→ **To be done**
Pick out and copy every line below that contains the string "black". Uppercase and lowercase count as different.

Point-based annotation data
=======
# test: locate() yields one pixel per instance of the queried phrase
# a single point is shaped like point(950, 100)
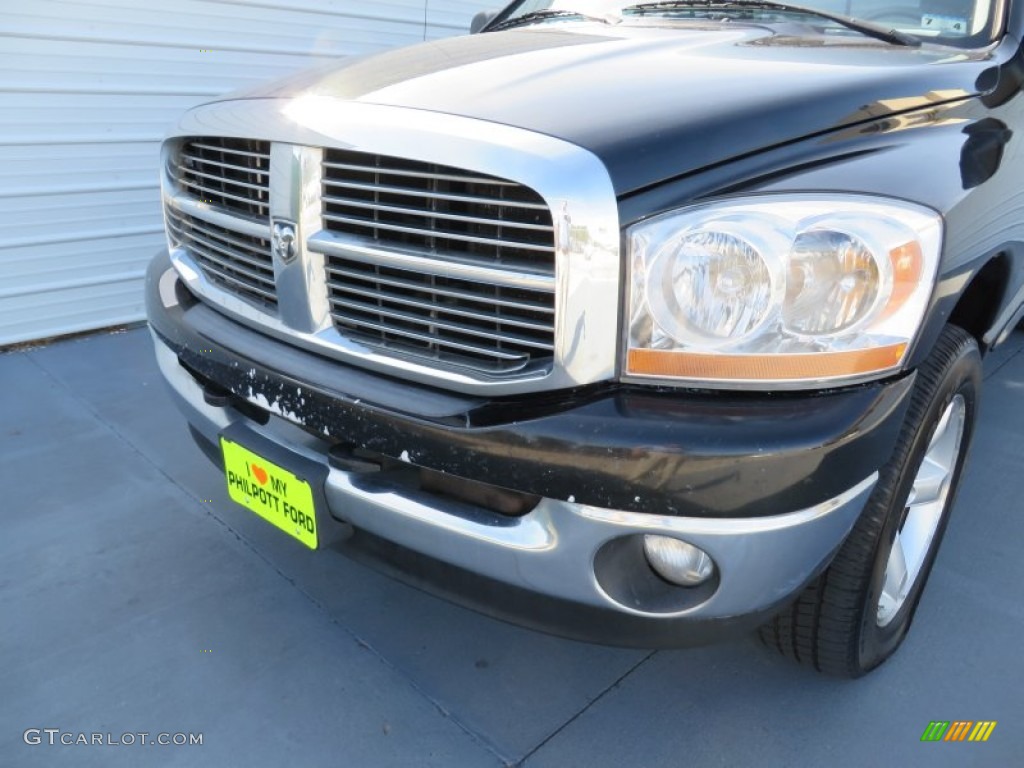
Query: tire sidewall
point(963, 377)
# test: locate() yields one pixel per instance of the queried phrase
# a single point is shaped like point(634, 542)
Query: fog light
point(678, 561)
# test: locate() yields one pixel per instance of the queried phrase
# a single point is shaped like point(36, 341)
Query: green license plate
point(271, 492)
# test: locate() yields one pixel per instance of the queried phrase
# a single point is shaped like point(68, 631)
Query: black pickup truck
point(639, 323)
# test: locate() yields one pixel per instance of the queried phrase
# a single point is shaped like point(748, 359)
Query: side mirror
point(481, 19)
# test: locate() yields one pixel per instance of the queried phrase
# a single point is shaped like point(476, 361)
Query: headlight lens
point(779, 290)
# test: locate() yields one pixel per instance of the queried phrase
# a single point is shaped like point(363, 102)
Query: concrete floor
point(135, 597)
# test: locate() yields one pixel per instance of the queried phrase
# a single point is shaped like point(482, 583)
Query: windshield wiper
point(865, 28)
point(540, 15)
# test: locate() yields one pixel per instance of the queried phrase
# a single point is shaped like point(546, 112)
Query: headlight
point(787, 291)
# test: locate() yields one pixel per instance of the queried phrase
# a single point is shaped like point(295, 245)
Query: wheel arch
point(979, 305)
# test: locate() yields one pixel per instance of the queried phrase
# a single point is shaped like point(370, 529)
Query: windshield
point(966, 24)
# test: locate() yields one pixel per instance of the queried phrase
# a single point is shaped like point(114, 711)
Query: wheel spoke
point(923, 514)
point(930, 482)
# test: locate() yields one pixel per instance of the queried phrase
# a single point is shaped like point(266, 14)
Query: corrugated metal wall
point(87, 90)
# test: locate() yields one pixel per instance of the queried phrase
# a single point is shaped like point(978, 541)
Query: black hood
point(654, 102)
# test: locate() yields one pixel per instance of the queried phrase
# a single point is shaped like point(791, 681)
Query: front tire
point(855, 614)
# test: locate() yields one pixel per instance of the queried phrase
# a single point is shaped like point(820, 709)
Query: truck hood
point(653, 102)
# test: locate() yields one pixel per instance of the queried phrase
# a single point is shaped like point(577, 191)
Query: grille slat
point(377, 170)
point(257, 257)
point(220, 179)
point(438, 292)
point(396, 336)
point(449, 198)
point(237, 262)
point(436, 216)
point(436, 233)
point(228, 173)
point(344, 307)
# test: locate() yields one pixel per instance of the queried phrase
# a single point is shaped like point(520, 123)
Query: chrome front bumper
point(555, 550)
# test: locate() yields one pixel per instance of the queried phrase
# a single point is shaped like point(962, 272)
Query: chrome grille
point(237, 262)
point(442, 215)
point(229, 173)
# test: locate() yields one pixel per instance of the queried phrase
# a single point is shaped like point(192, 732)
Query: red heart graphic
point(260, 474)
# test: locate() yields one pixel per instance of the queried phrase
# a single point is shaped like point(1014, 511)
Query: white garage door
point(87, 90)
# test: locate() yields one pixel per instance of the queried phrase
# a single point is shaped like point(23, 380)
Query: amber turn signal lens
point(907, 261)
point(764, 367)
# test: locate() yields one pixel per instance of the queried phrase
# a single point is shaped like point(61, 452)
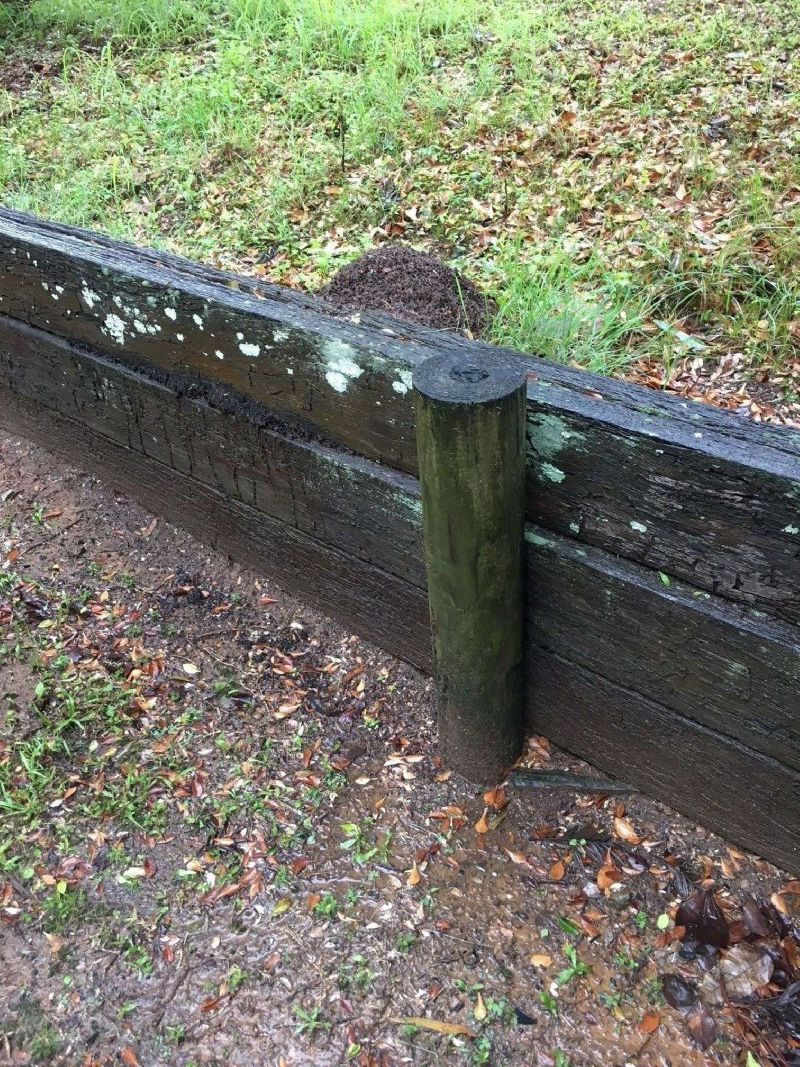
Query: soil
=======
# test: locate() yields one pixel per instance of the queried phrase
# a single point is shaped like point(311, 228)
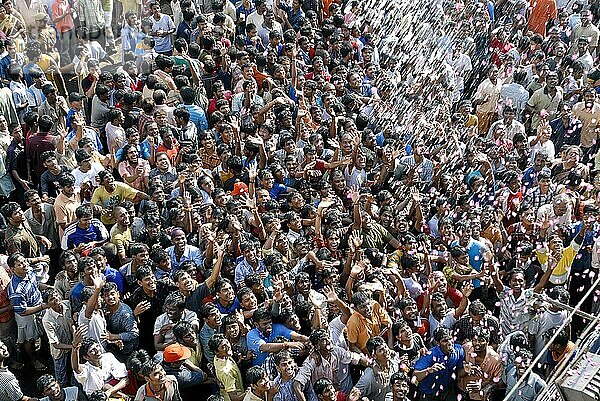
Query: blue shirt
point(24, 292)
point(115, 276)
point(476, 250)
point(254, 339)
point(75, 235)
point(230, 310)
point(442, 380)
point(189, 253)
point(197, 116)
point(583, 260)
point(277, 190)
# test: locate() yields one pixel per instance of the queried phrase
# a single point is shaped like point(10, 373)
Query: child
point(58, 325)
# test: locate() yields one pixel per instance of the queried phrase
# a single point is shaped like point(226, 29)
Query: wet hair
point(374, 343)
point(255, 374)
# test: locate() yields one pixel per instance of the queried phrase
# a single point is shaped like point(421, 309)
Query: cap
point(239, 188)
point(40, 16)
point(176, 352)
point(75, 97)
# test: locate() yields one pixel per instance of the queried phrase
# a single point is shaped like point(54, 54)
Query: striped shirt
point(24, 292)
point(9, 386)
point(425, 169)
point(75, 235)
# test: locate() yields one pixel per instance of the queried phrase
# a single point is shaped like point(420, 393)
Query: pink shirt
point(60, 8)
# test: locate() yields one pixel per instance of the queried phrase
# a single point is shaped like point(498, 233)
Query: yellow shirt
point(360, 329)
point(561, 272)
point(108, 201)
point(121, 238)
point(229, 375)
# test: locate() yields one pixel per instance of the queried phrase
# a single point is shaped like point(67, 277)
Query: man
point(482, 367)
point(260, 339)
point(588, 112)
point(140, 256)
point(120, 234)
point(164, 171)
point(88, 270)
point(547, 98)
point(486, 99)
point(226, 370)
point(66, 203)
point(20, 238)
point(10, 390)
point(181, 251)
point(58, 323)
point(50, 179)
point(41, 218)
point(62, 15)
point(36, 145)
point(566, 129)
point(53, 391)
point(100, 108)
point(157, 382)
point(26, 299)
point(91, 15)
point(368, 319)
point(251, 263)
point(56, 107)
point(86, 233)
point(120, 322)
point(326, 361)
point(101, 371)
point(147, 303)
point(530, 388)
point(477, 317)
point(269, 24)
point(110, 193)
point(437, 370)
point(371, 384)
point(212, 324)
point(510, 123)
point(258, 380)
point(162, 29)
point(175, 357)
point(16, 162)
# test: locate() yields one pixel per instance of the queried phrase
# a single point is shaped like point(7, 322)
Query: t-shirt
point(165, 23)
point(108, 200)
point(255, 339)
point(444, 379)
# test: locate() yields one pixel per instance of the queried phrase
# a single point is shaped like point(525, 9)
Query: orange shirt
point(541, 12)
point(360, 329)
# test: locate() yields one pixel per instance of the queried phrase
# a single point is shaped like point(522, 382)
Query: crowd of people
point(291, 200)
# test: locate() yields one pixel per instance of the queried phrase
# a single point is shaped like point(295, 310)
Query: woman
=======
→ **The reply**
Query: black pickup truck
Query: black hood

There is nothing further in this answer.